▶ _Goal_
Starting at the first line and ending with the line that contains "113 210 L 123", write out these lines again with every "purple" changed to "violet" and nothing else altered.

▶ _Provided material_

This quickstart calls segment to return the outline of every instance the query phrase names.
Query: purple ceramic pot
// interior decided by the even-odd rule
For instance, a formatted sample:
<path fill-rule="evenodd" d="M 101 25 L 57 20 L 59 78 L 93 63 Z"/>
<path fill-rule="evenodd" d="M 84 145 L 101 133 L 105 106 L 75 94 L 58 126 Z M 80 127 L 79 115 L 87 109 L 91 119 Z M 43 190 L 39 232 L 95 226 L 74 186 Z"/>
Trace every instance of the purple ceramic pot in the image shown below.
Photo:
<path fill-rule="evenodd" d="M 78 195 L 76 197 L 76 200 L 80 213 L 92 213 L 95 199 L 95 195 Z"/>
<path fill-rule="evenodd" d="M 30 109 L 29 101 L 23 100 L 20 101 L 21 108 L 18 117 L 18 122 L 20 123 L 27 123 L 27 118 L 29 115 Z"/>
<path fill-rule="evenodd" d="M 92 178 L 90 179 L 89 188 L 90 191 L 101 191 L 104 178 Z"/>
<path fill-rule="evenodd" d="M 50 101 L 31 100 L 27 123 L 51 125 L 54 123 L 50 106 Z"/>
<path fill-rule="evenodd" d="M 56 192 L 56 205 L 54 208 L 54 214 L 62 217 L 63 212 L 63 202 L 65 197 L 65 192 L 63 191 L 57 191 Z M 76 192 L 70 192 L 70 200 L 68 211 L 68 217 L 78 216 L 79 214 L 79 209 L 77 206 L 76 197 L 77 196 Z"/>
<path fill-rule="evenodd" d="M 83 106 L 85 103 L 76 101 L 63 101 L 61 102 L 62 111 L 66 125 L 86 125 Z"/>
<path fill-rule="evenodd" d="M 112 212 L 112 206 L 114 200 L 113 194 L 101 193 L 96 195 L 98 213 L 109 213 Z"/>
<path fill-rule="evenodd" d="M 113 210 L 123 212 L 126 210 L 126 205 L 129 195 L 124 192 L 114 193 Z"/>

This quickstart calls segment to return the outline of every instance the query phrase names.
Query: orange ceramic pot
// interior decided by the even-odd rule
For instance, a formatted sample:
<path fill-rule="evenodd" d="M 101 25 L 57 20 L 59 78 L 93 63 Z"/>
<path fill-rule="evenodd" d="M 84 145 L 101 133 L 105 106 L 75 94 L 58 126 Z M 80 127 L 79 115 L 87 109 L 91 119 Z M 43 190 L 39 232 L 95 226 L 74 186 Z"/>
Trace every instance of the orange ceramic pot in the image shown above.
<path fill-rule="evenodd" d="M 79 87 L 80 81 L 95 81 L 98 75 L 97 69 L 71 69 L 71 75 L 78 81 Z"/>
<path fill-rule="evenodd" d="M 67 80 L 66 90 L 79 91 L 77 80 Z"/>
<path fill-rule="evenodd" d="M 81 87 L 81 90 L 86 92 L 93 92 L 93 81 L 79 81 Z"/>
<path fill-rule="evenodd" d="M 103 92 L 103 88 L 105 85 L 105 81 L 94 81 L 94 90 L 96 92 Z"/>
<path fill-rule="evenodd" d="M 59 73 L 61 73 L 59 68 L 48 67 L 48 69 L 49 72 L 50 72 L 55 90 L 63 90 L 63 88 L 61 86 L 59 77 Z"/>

▶ _Answer to this problem_
This quickstart calls segment to return the outline of every instance the query phrase names.
Query: violet ceramic pot
// interior decided by the even-odd rule
For instance, a formatted sample:
<path fill-rule="evenodd" d="M 101 25 L 57 20 L 59 78 L 93 63 Z"/>
<path fill-rule="evenodd" d="M 84 145 L 101 133 L 105 106 L 75 94 L 58 126 Z M 80 127 L 79 115 L 87 109 L 91 119 Z M 43 190 L 39 232 L 95 226 L 74 186 Z"/>
Trace every instance of the violet ceramic pot in the image shown below.
Photo:
<path fill-rule="evenodd" d="M 78 195 L 76 197 L 76 200 L 80 213 L 92 213 L 95 199 L 95 195 Z"/>
<path fill-rule="evenodd" d="M 30 109 L 29 101 L 23 100 L 20 101 L 21 108 L 18 117 L 18 122 L 20 123 L 27 123 L 27 118 L 29 115 Z"/>
<path fill-rule="evenodd" d="M 92 178 L 90 179 L 89 188 L 90 191 L 101 191 L 104 178 Z"/>
<path fill-rule="evenodd" d="M 50 101 L 31 100 L 27 123 L 51 125 L 54 123 L 50 106 Z"/>
<path fill-rule="evenodd" d="M 56 192 L 56 205 L 54 208 L 54 214 L 62 217 L 63 212 L 63 202 L 65 197 L 65 192 L 63 191 L 57 191 Z M 76 192 L 70 192 L 70 200 L 68 211 L 68 217 L 78 216 L 79 214 L 79 209 L 77 206 L 76 197 L 77 196 Z"/>
<path fill-rule="evenodd" d="M 83 106 L 85 103 L 76 101 L 63 101 L 61 102 L 62 111 L 66 125 L 86 125 Z"/>
<path fill-rule="evenodd" d="M 112 212 L 112 206 L 114 200 L 113 194 L 101 193 L 96 195 L 98 213 L 109 213 Z"/>
<path fill-rule="evenodd" d="M 113 210 L 123 212 L 126 210 L 126 205 L 129 195 L 124 192 L 114 193 Z"/>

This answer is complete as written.